→ WHAT THE EXERCISE ASKS
Copy the entries below with "photograph" changed to "image" each time it appears and everything else left as is. Don't include the pictures.

→ DATASET ENTRIES
━━━━━━━━━━━━━━━━

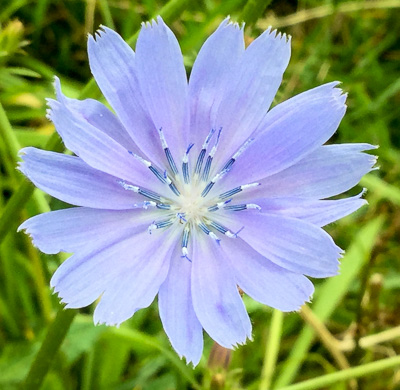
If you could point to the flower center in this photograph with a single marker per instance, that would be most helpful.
(191, 208)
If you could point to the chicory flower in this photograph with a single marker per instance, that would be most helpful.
(190, 190)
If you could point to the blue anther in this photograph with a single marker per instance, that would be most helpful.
(158, 174)
(207, 189)
(163, 206)
(174, 189)
(149, 194)
(171, 161)
(236, 207)
(181, 217)
(199, 162)
(229, 193)
(189, 147)
(207, 168)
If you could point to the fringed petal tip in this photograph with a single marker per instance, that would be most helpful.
(227, 22)
(157, 22)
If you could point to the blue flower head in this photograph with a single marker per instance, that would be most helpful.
(190, 190)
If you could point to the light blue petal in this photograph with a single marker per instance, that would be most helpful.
(216, 300)
(113, 65)
(329, 171)
(163, 82)
(176, 310)
(264, 281)
(97, 115)
(76, 229)
(290, 132)
(210, 74)
(251, 89)
(317, 212)
(83, 277)
(69, 179)
(147, 264)
(97, 149)
(291, 243)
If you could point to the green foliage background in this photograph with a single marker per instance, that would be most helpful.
(353, 327)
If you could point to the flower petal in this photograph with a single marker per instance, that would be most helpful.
(329, 171)
(78, 228)
(176, 310)
(97, 115)
(216, 299)
(97, 149)
(264, 281)
(251, 89)
(317, 212)
(290, 132)
(83, 277)
(291, 243)
(211, 70)
(163, 82)
(113, 65)
(137, 285)
(69, 179)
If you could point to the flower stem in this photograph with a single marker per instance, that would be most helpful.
(272, 350)
(56, 333)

━━━━━━━━━━━━━━━━

→ REPLY TO THE EXERCISE
If you could point to the flower center in this image with a single marker per instance, that would be most helpful.
(191, 208)
If you could point to the chicory flower in this image with a single marker per instance, that would be most helpful.
(190, 190)
If you could point to the blue anther in this image with a single marker per instance, that would be most helpful.
(158, 174)
(207, 189)
(163, 206)
(174, 189)
(149, 194)
(171, 161)
(236, 207)
(181, 217)
(199, 162)
(229, 193)
(189, 147)
(207, 168)
If you could point to the fringed petal tip in this image with a single marker per instance, that would be most helpful.
(227, 22)
(157, 22)
If you could point to the blue flower head in this image with a single marker per instance, that would be most helpful.
(190, 190)
If you could point to the light blue petal in this image with a single marker per instance, that would be most helpful.
(216, 300)
(113, 65)
(329, 171)
(163, 82)
(176, 310)
(264, 281)
(97, 115)
(76, 229)
(290, 132)
(210, 74)
(251, 89)
(317, 212)
(83, 277)
(69, 179)
(147, 264)
(97, 149)
(291, 243)
If you could point to the green foliage background in this image with a single marker per instance, that would be most helpful.
(353, 327)
If you could point to the flower petal in this image with a single marker per instance, that would be most helpful.
(329, 171)
(78, 228)
(176, 310)
(97, 115)
(216, 299)
(97, 149)
(264, 281)
(251, 89)
(317, 212)
(290, 132)
(83, 277)
(291, 243)
(211, 70)
(163, 82)
(113, 65)
(137, 285)
(69, 179)
If you could point to the flower stem in this image with a single marker per instance, that would be most helpful.
(272, 350)
(56, 333)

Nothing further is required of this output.